--- Start of Exercise inputs ---

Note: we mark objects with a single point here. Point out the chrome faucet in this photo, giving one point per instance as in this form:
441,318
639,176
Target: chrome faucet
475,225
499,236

--- End of Exercise inputs ---

# What is asked
Switch every "faucet" in the items above to "tap", leaving the rest of the lines unchanged.

# Solution for this problem
Note: we mark objects with a single point here. Point out the chrome tap in this photo, giving one point per instance as in this form:
441,318
639,176
Target: chrome tap
475,225
499,236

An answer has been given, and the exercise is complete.